* begin Information provided *
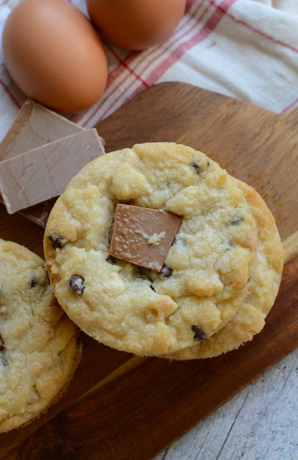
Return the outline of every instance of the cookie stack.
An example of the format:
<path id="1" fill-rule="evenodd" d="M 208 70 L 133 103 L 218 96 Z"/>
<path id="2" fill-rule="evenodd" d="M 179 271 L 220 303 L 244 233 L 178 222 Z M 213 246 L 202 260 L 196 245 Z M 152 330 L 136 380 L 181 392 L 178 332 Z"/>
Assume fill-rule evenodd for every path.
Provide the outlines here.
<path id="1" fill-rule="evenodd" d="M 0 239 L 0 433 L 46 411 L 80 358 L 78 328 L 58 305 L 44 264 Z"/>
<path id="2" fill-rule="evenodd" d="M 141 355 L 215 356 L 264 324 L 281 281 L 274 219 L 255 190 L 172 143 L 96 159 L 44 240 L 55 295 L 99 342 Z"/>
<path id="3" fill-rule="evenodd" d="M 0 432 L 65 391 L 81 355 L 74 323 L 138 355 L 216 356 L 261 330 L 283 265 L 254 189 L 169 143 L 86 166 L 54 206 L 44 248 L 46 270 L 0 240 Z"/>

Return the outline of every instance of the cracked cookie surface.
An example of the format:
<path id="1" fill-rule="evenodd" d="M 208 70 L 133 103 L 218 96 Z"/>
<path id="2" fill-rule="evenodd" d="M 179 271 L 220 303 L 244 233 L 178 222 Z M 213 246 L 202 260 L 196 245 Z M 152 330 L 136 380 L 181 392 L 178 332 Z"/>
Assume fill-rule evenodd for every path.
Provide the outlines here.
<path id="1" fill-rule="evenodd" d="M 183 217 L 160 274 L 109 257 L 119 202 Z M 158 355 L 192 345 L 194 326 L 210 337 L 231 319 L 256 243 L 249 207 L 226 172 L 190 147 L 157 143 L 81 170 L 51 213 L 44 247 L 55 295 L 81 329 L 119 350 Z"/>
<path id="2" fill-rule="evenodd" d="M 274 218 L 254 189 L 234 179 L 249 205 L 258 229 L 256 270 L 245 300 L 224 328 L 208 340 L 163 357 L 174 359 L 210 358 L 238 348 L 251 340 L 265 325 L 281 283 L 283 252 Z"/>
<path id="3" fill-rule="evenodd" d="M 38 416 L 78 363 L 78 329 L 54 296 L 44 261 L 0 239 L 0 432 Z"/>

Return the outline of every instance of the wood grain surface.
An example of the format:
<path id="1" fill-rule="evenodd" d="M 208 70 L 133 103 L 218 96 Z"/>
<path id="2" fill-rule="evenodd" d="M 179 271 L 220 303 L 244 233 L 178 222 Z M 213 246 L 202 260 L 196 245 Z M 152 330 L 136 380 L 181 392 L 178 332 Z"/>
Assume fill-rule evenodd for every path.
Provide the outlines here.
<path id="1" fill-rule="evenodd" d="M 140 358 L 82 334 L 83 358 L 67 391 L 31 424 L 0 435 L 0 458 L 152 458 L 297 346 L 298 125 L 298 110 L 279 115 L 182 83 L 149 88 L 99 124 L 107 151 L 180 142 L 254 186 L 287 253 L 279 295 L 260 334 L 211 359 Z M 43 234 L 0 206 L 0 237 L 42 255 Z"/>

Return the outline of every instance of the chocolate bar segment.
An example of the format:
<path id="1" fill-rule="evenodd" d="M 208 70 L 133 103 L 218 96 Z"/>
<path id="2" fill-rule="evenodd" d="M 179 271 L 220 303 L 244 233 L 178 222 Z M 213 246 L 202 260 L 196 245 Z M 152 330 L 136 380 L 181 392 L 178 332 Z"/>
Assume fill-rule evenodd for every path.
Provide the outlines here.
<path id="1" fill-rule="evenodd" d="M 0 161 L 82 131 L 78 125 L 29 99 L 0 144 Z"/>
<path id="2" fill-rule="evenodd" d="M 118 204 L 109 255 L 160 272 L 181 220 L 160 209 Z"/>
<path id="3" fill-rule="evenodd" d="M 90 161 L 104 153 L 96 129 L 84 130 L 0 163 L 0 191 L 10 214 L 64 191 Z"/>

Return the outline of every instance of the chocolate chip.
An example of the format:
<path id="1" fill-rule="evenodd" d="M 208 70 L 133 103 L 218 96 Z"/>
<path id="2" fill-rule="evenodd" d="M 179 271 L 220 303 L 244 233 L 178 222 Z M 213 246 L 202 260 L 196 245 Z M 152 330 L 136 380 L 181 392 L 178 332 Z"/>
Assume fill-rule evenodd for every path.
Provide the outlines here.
* end Information provided *
## Goal of the exercise
Rewrite every line of the rows above as a Markdown table with two columns, No. and Line, numbering the lines in order and skipping blank ones. Leave the pictures out.

## Right answer
| No. | Line |
|---|---|
| 1 | Return the outline of every instance of the cookie stack. |
| 2 | An example of the format: |
| 3 | <path id="1" fill-rule="evenodd" d="M 208 70 L 133 103 L 218 96 Z"/> |
| 4 | <path id="2" fill-rule="evenodd" d="M 179 271 L 220 303 L 244 233 L 178 222 Z M 213 246 L 202 260 L 196 245 Z M 152 330 L 136 380 L 181 392 L 178 332 Z"/> |
| 5 | Assume fill-rule evenodd for every path. |
| 6 | Provide the outlines here. |
| 7 | <path id="1" fill-rule="evenodd" d="M 0 239 L 0 433 L 46 411 L 80 358 L 78 328 L 58 305 L 44 264 Z"/> |
| 8 | <path id="2" fill-rule="evenodd" d="M 141 355 L 215 356 L 264 324 L 281 281 L 274 219 L 255 190 L 172 143 L 96 159 L 44 240 L 55 295 L 99 342 Z"/> |
| 9 | <path id="3" fill-rule="evenodd" d="M 0 432 L 65 391 L 81 355 L 74 323 L 138 355 L 216 356 L 261 330 L 283 265 L 254 189 L 169 143 L 86 166 L 54 206 L 44 248 L 46 270 L 0 240 Z"/> |
| 10 | Return the outline of every instance of the cracked cookie surface. |
| 11 | An example of the format: |
| 12 | <path id="1" fill-rule="evenodd" d="M 208 70 L 133 103 L 218 96 Z"/> |
| 13 | <path id="2" fill-rule="evenodd" d="M 179 271 L 220 303 L 244 233 L 178 222 Z M 213 246 L 202 260 L 196 245 Z M 152 330 L 136 380 L 181 392 L 178 332 Z"/> |
| 14 | Assume fill-rule evenodd for every path. |
| 15 | Provide the outlines here. |
| 16 | <path id="1" fill-rule="evenodd" d="M 183 217 L 160 274 L 109 257 L 119 202 Z M 158 355 L 192 345 L 194 326 L 210 337 L 231 319 L 256 243 L 249 207 L 226 172 L 190 147 L 157 143 L 81 170 L 51 213 L 44 247 L 55 295 L 81 329 L 119 350 Z"/> |
| 17 | <path id="2" fill-rule="evenodd" d="M 274 218 L 254 189 L 234 179 L 249 205 L 258 229 L 256 270 L 245 300 L 224 328 L 208 340 L 163 357 L 174 359 L 210 358 L 238 348 L 251 340 L 265 325 L 281 283 L 283 252 Z"/> |
| 18 | <path id="3" fill-rule="evenodd" d="M 38 416 L 78 363 L 78 329 L 54 296 L 44 261 L 0 239 L 0 432 Z"/> |
| 19 | Return the outline of every instance of the wood grain surface. |
| 20 | An example of the format: |
| 21 | <path id="1" fill-rule="evenodd" d="M 208 70 L 133 103 L 218 96 Z"/> |
| 22 | <path id="2" fill-rule="evenodd" d="M 179 271 L 220 303 L 244 233 L 178 222 Z M 213 246 L 202 260 L 196 245 Z M 152 330 L 136 380 L 181 392 L 178 332 Z"/> |
| 23 | Assume fill-rule evenodd for every path. |
| 24 | Provide the outlines here. |
| 25 | <path id="1" fill-rule="evenodd" d="M 140 358 L 82 334 L 83 358 L 67 391 L 31 424 L 0 435 L 0 458 L 152 458 L 297 346 L 298 125 L 298 110 L 279 115 L 182 83 L 149 88 L 99 124 L 107 151 L 180 142 L 254 186 L 287 253 L 279 295 L 260 334 L 211 359 Z M 43 234 L 0 206 L 0 237 L 42 255 Z"/> |
| 26 | Return the outline of every instance of the chocolate bar segment. |
| 27 | An example of the format: |
| 28 | <path id="1" fill-rule="evenodd" d="M 208 70 L 133 103 L 218 96 Z"/> |
| 29 | <path id="2" fill-rule="evenodd" d="M 179 271 L 220 303 L 244 233 L 178 222 Z M 213 246 L 202 260 L 196 245 Z M 152 330 L 136 380 L 181 392 L 178 332 Z"/> |
| 30 | Assume fill-rule evenodd for every path. |
| 31 | Provide the outlines here. |
| 32 | <path id="1" fill-rule="evenodd" d="M 0 161 L 82 131 L 78 125 L 29 99 L 0 144 Z"/> |
| 33 | <path id="2" fill-rule="evenodd" d="M 118 204 L 109 255 L 160 272 L 181 220 L 160 209 Z"/> |
| 34 | <path id="3" fill-rule="evenodd" d="M 90 161 L 104 153 L 96 129 L 84 130 L 0 163 L 0 191 L 10 214 L 64 191 Z"/> |
| 35 | Return the outline of every instance of the chocolate chip. |
| 36 | An example of the format: |
| 37 | <path id="1" fill-rule="evenodd" d="M 208 70 L 133 103 L 218 96 Z"/> |
| 38 | <path id="2" fill-rule="evenodd" d="M 179 271 L 220 303 L 244 233 L 178 222 Z M 213 246 L 202 260 L 196 245 Z M 152 330 L 136 380 L 181 392 L 178 332 Z"/> |
| 39 | Assume fill-rule evenodd for every path. |
| 40 | Provide the outlines here. |